__DATA SUPPLIED__.

____________________

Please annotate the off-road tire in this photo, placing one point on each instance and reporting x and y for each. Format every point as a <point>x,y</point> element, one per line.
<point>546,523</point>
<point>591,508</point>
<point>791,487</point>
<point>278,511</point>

____________________

__ACTIVITY__. Write down the entire listing above verbatim.

__REPLY__.
Please annotate the off-road tire in this photo, placing one point on each instance and reporting x and y for each. Format every point as a <point>x,y</point> element, one per line.
<point>546,523</point>
<point>591,508</point>
<point>791,487</point>
<point>278,511</point>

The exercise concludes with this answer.